(THE PROBLEM)
Pick out each line in the entries below that contains the word "bumper" and copy every such line in full.

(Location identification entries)
════════════════════

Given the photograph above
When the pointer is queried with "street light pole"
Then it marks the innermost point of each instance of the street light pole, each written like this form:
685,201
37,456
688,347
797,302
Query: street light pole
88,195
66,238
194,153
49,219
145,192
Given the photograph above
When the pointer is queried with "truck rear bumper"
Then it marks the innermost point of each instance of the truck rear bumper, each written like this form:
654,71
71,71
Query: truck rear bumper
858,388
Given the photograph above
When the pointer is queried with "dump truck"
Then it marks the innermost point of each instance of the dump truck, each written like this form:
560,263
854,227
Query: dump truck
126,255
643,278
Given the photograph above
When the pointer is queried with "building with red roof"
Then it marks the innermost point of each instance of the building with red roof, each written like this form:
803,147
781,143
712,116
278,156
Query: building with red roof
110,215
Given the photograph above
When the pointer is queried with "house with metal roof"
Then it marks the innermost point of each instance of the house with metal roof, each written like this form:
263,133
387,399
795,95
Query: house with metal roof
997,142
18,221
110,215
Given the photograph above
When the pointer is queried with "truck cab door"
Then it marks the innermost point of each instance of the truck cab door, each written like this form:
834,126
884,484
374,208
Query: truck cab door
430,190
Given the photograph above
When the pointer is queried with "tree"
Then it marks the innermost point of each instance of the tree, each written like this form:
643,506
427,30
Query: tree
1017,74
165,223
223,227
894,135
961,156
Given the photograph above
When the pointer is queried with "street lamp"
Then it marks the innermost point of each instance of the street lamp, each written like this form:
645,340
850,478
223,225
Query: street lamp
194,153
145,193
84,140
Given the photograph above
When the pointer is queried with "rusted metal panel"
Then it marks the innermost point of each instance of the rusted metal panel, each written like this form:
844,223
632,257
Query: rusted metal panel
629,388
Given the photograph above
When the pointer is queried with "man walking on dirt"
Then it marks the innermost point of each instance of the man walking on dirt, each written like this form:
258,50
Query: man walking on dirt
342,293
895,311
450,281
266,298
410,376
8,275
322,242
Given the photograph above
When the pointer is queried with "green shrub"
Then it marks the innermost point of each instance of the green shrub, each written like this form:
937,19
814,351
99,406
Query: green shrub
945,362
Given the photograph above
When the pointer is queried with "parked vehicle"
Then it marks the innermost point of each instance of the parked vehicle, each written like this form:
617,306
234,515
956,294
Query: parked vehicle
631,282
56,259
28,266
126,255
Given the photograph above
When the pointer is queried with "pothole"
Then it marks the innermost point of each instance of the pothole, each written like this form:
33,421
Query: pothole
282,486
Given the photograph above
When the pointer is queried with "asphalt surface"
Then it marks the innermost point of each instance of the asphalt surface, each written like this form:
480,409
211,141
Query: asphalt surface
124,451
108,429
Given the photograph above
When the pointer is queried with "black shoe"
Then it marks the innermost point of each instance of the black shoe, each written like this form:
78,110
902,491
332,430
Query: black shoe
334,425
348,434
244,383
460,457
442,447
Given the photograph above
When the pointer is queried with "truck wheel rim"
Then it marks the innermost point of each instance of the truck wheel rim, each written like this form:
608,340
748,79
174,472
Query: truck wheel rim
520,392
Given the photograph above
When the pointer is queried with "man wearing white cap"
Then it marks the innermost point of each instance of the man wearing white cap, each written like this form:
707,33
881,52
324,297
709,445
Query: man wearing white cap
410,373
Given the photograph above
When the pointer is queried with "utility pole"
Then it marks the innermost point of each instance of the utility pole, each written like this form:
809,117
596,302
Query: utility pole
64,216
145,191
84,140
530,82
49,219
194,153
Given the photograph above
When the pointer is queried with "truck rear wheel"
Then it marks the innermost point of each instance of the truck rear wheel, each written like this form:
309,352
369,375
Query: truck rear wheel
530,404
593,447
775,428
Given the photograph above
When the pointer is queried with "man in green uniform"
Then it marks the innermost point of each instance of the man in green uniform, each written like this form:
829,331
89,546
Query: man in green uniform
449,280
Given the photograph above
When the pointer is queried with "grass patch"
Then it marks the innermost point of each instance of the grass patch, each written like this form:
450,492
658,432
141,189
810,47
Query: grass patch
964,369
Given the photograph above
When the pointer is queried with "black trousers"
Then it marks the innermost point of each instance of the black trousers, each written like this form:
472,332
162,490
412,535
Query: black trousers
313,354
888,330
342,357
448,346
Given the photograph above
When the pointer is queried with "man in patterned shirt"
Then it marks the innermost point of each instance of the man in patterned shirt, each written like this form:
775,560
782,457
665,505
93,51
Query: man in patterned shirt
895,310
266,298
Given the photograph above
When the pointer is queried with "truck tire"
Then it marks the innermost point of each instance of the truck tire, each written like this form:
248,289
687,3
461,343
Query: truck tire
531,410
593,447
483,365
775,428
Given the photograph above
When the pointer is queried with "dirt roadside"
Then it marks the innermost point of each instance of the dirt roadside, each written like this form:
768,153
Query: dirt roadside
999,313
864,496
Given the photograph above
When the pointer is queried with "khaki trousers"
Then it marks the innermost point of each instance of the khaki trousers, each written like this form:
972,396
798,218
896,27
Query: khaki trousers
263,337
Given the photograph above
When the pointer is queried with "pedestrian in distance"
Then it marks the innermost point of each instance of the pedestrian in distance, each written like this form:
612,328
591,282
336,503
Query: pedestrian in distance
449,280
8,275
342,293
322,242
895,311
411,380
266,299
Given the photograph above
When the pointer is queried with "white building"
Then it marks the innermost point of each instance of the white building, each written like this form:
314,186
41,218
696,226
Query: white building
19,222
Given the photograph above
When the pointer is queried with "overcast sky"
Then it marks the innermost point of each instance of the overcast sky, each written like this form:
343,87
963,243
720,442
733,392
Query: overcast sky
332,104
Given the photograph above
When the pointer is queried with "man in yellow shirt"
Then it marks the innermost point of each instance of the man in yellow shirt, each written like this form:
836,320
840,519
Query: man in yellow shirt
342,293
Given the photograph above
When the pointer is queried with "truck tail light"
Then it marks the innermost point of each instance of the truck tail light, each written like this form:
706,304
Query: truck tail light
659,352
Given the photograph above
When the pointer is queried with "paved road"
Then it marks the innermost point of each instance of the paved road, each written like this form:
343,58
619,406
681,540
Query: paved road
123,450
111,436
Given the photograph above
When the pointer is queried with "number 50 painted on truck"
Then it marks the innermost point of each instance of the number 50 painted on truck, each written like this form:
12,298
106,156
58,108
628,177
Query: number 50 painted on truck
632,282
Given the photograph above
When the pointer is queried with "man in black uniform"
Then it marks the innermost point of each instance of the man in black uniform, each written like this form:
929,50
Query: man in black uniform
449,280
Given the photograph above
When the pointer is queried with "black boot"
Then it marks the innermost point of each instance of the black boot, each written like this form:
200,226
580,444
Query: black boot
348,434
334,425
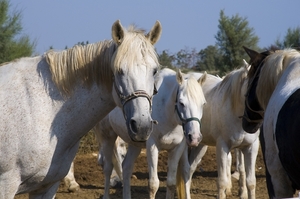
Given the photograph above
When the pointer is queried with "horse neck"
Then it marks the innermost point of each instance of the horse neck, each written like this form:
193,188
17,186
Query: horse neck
166,98
82,111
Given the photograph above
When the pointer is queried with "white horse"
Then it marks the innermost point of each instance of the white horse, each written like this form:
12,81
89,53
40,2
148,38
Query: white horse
120,150
178,108
222,127
49,102
274,97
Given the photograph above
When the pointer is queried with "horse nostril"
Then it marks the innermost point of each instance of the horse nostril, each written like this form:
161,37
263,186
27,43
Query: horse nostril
133,125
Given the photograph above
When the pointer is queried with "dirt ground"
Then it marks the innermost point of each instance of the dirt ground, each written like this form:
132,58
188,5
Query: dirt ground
89,175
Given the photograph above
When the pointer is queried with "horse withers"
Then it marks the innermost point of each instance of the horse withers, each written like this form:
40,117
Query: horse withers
49,102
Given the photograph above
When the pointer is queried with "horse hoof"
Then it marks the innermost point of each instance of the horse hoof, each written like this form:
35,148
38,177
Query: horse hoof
74,188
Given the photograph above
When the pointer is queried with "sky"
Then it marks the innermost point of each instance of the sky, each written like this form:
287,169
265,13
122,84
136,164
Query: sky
186,24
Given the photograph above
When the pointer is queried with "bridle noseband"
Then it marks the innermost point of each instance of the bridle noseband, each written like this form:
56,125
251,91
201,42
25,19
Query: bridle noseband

════════════════════

(ANSWER TO THE EXERCISE)
When the pointer is queried with "truck rear bumper"
Then it marks the innermost point of each instance of the truck rear bumper, each written like this form:
Query: truck rear bumper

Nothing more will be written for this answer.